**STORED DATA:**
++++++
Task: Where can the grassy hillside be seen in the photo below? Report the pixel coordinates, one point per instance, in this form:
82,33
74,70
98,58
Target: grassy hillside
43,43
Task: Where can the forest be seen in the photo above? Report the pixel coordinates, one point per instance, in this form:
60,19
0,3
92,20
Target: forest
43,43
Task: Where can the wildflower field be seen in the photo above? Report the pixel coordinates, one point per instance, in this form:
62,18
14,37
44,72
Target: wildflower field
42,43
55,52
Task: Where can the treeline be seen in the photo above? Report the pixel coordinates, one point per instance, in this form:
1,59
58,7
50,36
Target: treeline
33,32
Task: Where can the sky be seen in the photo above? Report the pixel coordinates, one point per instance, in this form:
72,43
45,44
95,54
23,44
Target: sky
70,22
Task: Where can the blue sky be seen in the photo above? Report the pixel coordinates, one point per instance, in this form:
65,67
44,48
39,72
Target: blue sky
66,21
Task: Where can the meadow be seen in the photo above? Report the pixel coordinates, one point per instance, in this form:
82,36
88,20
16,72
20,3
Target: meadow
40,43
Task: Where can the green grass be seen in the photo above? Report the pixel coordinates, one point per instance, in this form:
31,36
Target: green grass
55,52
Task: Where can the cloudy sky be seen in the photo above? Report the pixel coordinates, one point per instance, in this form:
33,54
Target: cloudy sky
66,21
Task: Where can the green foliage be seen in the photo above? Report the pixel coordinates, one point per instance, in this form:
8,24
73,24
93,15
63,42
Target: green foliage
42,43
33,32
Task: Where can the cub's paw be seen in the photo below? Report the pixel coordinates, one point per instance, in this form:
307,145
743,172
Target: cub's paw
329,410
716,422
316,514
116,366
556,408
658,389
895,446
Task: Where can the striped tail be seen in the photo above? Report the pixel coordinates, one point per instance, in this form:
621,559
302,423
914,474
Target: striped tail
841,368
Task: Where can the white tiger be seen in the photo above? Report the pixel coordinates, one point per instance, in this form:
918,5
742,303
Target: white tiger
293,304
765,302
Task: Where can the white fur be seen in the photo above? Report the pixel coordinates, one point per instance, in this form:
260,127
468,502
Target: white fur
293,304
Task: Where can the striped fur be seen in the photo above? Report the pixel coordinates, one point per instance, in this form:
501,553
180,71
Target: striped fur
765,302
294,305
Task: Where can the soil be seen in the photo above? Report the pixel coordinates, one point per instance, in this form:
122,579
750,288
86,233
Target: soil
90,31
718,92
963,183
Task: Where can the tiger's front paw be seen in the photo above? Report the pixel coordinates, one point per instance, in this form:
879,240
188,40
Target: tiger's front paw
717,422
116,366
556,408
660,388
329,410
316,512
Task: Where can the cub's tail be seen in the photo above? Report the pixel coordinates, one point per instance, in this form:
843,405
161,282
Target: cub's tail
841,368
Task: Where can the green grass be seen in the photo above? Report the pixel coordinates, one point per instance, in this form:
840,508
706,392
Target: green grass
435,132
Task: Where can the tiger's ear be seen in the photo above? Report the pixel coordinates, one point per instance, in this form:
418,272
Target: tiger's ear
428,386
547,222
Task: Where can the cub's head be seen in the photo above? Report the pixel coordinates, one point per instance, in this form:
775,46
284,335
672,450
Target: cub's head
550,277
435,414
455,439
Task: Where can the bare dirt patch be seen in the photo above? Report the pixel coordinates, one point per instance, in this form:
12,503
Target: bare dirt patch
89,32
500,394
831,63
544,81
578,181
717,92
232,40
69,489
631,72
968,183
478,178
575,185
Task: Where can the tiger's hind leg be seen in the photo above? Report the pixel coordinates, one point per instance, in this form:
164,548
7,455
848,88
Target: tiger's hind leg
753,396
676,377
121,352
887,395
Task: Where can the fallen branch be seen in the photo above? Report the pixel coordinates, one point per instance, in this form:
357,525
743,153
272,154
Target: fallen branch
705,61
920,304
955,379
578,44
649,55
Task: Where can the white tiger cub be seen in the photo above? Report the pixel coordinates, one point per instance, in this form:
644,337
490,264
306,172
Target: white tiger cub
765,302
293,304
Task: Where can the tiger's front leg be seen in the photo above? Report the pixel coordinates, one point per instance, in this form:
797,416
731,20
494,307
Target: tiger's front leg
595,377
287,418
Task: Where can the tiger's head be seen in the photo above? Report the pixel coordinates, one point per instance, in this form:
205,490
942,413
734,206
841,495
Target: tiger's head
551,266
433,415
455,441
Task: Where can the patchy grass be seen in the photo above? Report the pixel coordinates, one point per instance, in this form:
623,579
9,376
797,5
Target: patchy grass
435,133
++++++
**EXERCISE DESCRIPTION:** Using the data above, count the lines where "below" appears. Reply with the number only.

**RESPONSE AREA:** 2